- **TO BE DONE**
Rescale the rows below, starting at the row that contains "the form (228,204);" and running through the last row, both ends included, and give only that part. Repeat the requests unchanged, and multiply each answer coordinate by 1.5, rounding to whole numbers with halves rounded up.
-- Start of LISTED RECORDS --
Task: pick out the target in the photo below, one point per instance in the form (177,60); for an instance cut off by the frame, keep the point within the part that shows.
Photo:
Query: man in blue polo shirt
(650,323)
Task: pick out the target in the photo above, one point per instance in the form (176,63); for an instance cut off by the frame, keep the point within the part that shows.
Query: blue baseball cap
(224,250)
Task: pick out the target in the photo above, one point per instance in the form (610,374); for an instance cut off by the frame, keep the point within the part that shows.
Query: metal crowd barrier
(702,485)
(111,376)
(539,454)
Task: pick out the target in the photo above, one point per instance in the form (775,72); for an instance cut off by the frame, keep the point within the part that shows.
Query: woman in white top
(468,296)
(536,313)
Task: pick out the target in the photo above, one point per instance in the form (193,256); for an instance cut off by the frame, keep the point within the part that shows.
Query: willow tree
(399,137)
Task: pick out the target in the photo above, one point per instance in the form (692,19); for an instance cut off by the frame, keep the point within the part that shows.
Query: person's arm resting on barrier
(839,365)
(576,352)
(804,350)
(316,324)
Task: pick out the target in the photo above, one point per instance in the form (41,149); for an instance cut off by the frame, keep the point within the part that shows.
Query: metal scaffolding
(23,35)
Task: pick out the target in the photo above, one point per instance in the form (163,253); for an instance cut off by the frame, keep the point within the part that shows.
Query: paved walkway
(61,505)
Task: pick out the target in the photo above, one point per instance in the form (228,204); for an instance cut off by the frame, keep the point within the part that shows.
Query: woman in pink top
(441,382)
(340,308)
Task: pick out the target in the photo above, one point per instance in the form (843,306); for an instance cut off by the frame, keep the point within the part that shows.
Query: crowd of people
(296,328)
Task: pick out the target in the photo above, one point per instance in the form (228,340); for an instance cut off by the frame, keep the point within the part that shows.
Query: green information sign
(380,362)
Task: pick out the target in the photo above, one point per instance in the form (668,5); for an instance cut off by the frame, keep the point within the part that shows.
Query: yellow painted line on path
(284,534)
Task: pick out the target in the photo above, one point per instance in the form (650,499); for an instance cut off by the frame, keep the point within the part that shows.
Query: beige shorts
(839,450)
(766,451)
-- End of LISTED RECORDS --
- **EXERCISE ANSWER**
Task: pick out the target in the photo above, one point per instance in the form (228,204); for an instance cut off by the frame, keep the point within the part that shows.
Query: woman in pink top
(662,573)
(510,462)
Task: pick out the target in the photo above, one point per instance in the form (843,306); for an instance cut off by the frame, keep the point within the part that shows.
Query: crowd of people
(444,492)
Task: pick out the target in the photo above, one point per instance in the form (228,340); for an instance cut off by the frame, keep the point within the part that shows.
Query: green information sign
(570,543)
Task: pick out the target in the photo above, one point per instance in the form (668,5); for an instance cut off by the frame, keep the point within the part that shows.
Query: yellow painted line on path
(426,801)
Task: pick out the target in the photo above, one point per instance in the form (650,499); for an instance cut off by the frame, keep the point within the part that shows.
Query: beige shorts
(1259,675)
(1149,677)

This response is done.